## Given task
Output the records exactly as they appear, with no pictures included.
———
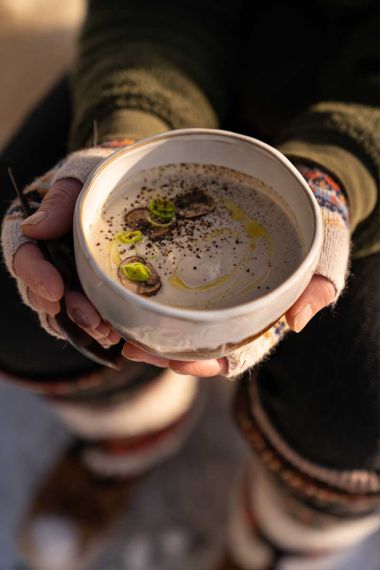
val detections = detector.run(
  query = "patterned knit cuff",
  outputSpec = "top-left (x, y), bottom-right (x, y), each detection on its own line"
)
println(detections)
———
## Full response
val detections = detector.run(
  query = "patterned knit cuff",
  outputSpec = "top-left (x, y), bottom-right (x, y), each detection on its own line"
)
println(detections)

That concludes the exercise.